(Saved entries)
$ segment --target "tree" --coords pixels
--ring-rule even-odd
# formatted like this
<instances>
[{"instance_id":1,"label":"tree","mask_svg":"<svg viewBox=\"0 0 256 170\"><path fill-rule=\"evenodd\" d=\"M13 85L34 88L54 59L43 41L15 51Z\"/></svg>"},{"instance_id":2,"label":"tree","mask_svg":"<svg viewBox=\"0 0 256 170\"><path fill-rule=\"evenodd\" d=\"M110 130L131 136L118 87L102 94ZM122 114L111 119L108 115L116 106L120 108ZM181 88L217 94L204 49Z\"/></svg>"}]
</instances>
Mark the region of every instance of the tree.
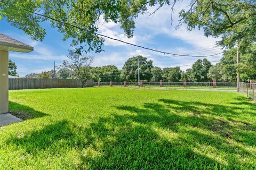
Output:
<instances>
[{"instance_id":1,"label":"tree","mask_svg":"<svg viewBox=\"0 0 256 170\"><path fill-rule=\"evenodd\" d=\"M90 69L94 57L82 55L76 50L69 50L69 55L67 57L71 60L71 63L64 61L60 67L71 70L73 75L81 80L82 87L84 87L86 81L92 78Z\"/></svg>"},{"instance_id":2,"label":"tree","mask_svg":"<svg viewBox=\"0 0 256 170\"><path fill-rule=\"evenodd\" d=\"M38 74L37 73L33 73L26 75L24 78L27 79L38 79L39 76Z\"/></svg>"},{"instance_id":3,"label":"tree","mask_svg":"<svg viewBox=\"0 0 256 170\"><path fill-rule=\"evenodd\" d=\"M91 72L94 81L109 82L121 80L121 71L115 65L92 67Z\"/></svg>"},{"instance_id":4,"label":"tree","mask_svg":"<svg viewBox=\"0 0 256 170\"><path fill-rule=\"evenodd\" d=\"M220 63L217 63L216 65L213 65L210 68L209 72L207 76L209 80L216 80L217 81L221 81L221 66Z\"/></svg>"},{"instance_id":5,"label":"tree","mask_svg":"<svg viewBox=\"0 0 256 170\"><path fill-rule=\"evenodd\" d=\"M42 73L38 74L38 78L40 79L50 79L52 77L51 71L43 71Z\"/></svg>"},{"instance_id":6,"label":"tree","mask_svg":"<svg viewBox=\"0 0 256 170\"><path fill-rule=\"evenodd\" d=\"M73 38L72 45L87 45L86 51L102 50L104 39L97 32L98 23L102 17L105 22L119 23L129 38L133 36L134 19L145 14L149 7L157 6L153 14L165 5L172 5L171 12L177 1L171 0L95 0L84 1L4 1L0 3L1 16L6 18L15 27L42 40L46 34L41 26L49 20L52 27L64 35L63 39ZM252 0L190 0L187 9L180 12L180 25L185 23L187 29L203 28L206 36L222 36L220 44L233 47L237 40L255 41L255 4ZM18 13L17 11L19 11ZM35 15L41 13L55 20ZM56 21L68 23L63 24ZM72 27L71 25L76 27ZM79 30L78 27L83 28ZM81 45L78 49L83 49Z\"/></svg>"},{"instance_id":7,"label":"tree","mask_svg":"<svg viewBox=\"0 0 256 170\"><path fill-rule=\"evenodd\" d=\"M160 67L153 67L151 69L151 73L152 74L151 81L157 82L162 80L162 70Z\"/></svg>"},{"instance_id":8,"label":"tree","mask_svg":"<svg viewBox=\"0 0 256 170\"><path fill-rule=\"evenodd\" d=\"M179 67L170 68L167 80L168 81L178 82L181 79L182 71Z\"/></svg>"},{"instance_id":9,"label":"tree","mask_svg":"<svg viewBox=\"0 0 256 170\"><path fill-rule=\"evenodd\" d=\"M71 70L65 68L60 68L57 72L57 78L61 79L70 79L72 76Z\"/></svg>"},{"instance_id":10,"label":"tree","mask_svg":"<svg viewBox=\"0 0 256 170\"><path fill-rule=\"evenodd\" d=\"M212 66L211 62L207 59L198 60L193 65L191 73L192 81L206 82L209 80L207 74Z\"/></svg>"},{"instance_id":11,"label":"tree","mask_svg":"<svg viewBox=\"0 0 256 170\"><path fill-rule=\"evenodd\" d=\"M16 71L16 69L17 69L17 66L15 64L15 63L13 62L11 60L9 60L9 75L13 75L13 76L17 76L18 73Z\"/></svg>"},{"instance_id":12,"label":"tree","mask_svg":"<svg viewBox=\"0 0 256 170\"><path fill-rule=\"evenodd\" d=\"M189 10L182 10L180 16L189 30L203 28L205 36L221 36L219 44L230 48L237 40L247 44L255 41L255 1L192 0Z\"/></svg>"},{"instance_id":13,"label":"tree","mask_svg":"<svg viewBox=\"0 0 256 170\"><path fill-rule=\"evenodd\" d=\"M122 79L129 81L138 80L138 63L140 63L140 80L149 81L152 78L151 69L153 67L153 62L147 61L147 58L141 55L128 59L123 67Z\"/></svg>"}]
</instances>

## Problem statement
Copy the items word for word, from their first line through the line that contains "85L34 88L54 59L43", including both of those lines.

## Output for this task
$ segment --target "tree" --coords pixels
--ring-rule even-odd
# formatted like this
<instances>
[{"instance_id":1,"label":"tree","mask_svg":"<svg viewBox=\"0 0 256 170\"><path fill-rule=\"evenodd\" d=\"M13 85L34 88L54 59L43 41L15 51Z\"/></svg>"},{"instance_id":2,"label":"tree","mask_svg":"<svg viewBox=\"0 0 256 170\"><path fill-rule=\"evenodd\" d=\"M110 130L131 136L118 87L102 94ZM122 114L111 119L108 115L116 106L120 108ZM181 88L217 94L204 49Z\"/></svg>"}]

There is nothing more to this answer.